### Task item
For each line in the data below that has the word "pixels", copy that line.

(Stored data entries)
-------

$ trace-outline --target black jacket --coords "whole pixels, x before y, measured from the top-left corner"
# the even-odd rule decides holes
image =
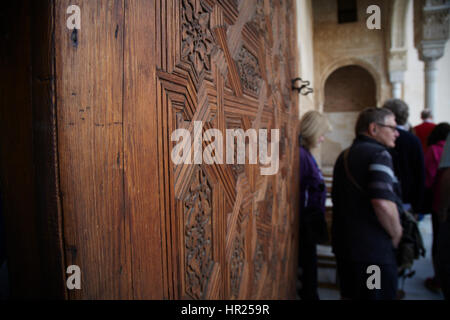
[[[414,212],[423,212],[425,192],[425,164],[419,138],[399,129],[395,148],[390,149],[395,175],[400,180],[403,203],[409,203]]]

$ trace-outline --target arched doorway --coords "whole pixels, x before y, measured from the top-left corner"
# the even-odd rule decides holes
[[[332,167],[339,153],[350,146],[358,113],[377,105],[373,76],[357,65],[338,68],[325,81],[324,113],[333,126],[322,147],[322,165]]]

-------

### Response
$ trace-outline --target black jacket --coords "whole pixels, x before y, measured from the top-left corner"
$ trace-outline --target arched doorway --coords "whole pixels, x before y, measured from the top-left corner"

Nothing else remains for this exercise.